Il compito ->
Ricopia senza cambiare nulla il testo sull'indagine tra gli adolescenti, tutto da “Il passaggio –” fino a “pacifista e costituzionale.”.

====== Testo da leggere ======

Un’indagine nazionale dal titolo “Adolescenza tra speranze e timori”, realizzata nel primo semestre di quest’anno da Laboratorio Adolescenza e Istituto di ricerca IARD (enti impegnati nello studio e nella ricerca sulla condizione e le politiche giovanili) su un campione rappresentativo di 5.600 studenti d’età compresa tra 13 e 19 anni, ha restituito un quadro allarmante: “preoccupati e disillusi riguardo al futuro e consapevoli che il Covid ha in parte compromesso irreversibilmente la loro formazione scolastica. Molto meno propensi, rispetto al recente passato, a intraprendere gli studi universitari. Mangioni e sedentari, insoddisfatti del proprio aspetto fisico e in balia di una estetica dettata da influencer e fashion blogger. Sempre più ‘connessi’ e con un lento ma costante peggioramento dei rapporti in famiglia e con il gruppo dei pari.”
Sempre secondo la ricerca, anche lo scoppio della guerra in Ucraina ha avuto un rilevante impatto, avendo evidenziato che una percentuale elevatissima di adolescenti (tra l’80-90%) avverte preoccupazione per le possibili conseguenze dirette e indirette del conflitto, ed il 75% teme perfino lo scoppio di una terza guerra mondiale o il coinvolgimento diretto dell’Italia nel conflitto in essere.
Il passaggio – avvenuto quasi senza soluzione di continuità - dalla Dad alla guerra ha contribuito a rendere gli adolescenti “già psicologicamente provati dalla pandemia, ancora più fragili e timorosi” secondo il Presidente di Laboratorio Adolescenza.
E senz’altro questo effetto destabilizzante è stato amplificato dall’esasperato volume mediatico con cui tanto il Covid che il tema della guerra sono stati trattati. In quest’ultimo caso, anzi, un’ulteriore conseguenza dell’eccesso mediatico è stato quello di aver sovvertito, nell’immaginario adolescenziale, modelli acquisiti di educazione civile, pacifista e costituzionale.

====== Dati riportati ======

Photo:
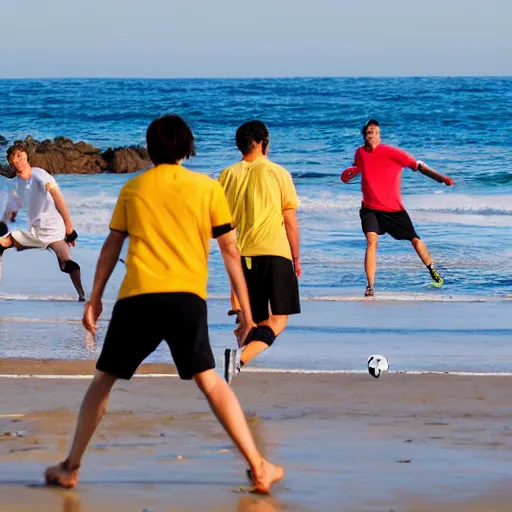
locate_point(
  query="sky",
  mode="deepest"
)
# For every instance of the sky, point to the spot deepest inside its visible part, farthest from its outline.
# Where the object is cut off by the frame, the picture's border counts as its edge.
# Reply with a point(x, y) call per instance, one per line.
point(259, 38)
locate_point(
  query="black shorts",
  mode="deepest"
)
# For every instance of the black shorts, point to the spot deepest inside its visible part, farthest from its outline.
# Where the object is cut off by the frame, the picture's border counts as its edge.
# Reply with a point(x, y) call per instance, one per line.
point(140, 323)
point(396, 224)
point(271, 280)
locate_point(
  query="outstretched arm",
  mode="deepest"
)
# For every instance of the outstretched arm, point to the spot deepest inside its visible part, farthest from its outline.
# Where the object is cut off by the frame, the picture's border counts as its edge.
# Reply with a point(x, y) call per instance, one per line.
point(349, 174)
point(12, 207)
point(291, 225)
point(434, 175)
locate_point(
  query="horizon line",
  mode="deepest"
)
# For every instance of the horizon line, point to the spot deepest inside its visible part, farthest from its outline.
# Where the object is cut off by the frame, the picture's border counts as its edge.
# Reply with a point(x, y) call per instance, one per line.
point(270, 77)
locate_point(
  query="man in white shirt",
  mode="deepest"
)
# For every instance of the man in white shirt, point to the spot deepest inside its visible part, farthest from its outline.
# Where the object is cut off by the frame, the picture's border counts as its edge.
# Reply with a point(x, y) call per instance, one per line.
point(50, 225)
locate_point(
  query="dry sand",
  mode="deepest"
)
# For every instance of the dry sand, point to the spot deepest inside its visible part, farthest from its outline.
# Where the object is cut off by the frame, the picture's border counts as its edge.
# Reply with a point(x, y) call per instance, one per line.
point(349, 443)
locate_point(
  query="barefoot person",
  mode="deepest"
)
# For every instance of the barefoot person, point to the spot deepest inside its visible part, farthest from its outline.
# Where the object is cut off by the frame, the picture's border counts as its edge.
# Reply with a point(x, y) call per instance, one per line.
point(50, 225)
point(382, 210)
point(263, 201)
point(169, 214)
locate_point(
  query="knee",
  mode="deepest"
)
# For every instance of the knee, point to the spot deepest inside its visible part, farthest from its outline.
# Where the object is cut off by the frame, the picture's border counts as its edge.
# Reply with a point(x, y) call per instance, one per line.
point(68, 266)
point(277, 323)
point(207, 381)
point(371, 243)
point(103, 381)
point(263, 333)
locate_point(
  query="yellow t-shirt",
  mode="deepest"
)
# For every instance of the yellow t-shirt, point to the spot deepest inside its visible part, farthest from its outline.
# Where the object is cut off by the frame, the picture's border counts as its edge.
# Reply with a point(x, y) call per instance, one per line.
point(170, 215)
point(258, 192)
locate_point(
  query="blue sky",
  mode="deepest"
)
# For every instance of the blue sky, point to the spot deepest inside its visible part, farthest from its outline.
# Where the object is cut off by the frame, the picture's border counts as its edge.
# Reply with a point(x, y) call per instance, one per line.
point(240, 38)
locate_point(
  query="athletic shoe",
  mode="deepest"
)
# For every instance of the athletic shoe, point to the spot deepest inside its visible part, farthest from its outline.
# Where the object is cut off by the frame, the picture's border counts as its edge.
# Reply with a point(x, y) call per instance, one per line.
point(233, 312)
point(3, 228)
point(231, 364)
point(436, 277)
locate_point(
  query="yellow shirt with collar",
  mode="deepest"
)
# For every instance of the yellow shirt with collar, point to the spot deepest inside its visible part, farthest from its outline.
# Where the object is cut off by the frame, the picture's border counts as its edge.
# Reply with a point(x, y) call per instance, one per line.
point(170, 214)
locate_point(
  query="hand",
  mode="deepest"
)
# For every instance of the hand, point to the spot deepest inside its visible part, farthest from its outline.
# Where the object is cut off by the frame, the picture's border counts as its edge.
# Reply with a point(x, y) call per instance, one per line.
point(298, 267)
point(71, 236)
point(348, 174)
point(92, 311)
point(243, 329)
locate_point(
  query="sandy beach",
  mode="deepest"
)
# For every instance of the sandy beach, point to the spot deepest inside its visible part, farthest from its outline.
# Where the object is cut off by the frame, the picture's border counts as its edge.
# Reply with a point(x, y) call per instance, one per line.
point(348, 442)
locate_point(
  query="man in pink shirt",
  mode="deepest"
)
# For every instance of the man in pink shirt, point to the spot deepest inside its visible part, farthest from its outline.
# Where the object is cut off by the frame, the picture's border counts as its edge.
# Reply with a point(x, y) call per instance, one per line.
point(382, 210)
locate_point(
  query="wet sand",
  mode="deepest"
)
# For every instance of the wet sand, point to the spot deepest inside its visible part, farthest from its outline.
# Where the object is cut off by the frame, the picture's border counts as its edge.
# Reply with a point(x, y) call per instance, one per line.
point(348, 442)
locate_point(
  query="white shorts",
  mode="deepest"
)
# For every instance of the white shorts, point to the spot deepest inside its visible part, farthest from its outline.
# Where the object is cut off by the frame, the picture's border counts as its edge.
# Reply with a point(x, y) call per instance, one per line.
point(27, 240)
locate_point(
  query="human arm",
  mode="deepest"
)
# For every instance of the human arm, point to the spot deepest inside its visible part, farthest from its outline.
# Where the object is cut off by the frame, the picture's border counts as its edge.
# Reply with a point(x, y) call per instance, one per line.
point(291, 225)
point(232, 262)
point(349, 173)
point(62, 208)
point(14, 204)
point(107, 260)
point(430, 173)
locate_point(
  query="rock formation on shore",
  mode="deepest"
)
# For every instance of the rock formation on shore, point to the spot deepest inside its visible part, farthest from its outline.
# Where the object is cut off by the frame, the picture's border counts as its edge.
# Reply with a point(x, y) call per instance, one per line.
point(63, 156)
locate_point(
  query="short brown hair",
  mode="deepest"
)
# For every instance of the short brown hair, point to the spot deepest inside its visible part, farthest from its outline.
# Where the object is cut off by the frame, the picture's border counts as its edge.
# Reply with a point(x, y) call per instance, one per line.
point(169, 139)
point(15, 148)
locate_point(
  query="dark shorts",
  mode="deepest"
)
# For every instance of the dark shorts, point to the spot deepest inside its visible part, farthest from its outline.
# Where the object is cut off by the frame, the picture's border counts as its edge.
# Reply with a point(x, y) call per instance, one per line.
point(271, 280)
point(396, 224)
point(139, 324)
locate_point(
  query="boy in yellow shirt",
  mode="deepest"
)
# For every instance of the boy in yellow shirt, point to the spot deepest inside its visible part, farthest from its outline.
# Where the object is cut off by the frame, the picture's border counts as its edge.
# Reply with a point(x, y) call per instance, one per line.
point(263, 202)
point(169, 214)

======

Risposta ->
Il passaggio – avvenuto quasi senza soluzione di continuità - dalla Dad alla guerra ha contribuito a rendere gli adolescenti “già psicologicamente provati dalla pandemia, ancora più fragili e timorosi” secondo il Presidente di Laboratorio Adolescenza.
E senz’altro questo effetto destabilizzante è stato amplificato dall’esasperato volume mediatico con cui tanto il Covid che il tema della guerra sono stati trattati. In quest’ultimo caso, anzi, un’ulteriore conseguenza dell’eccesso mediatico è stato quello di aver sovvertito, nell’immaginario adolescenziale, modelli acquisiti di educazione civile, pacifista e costituzionale.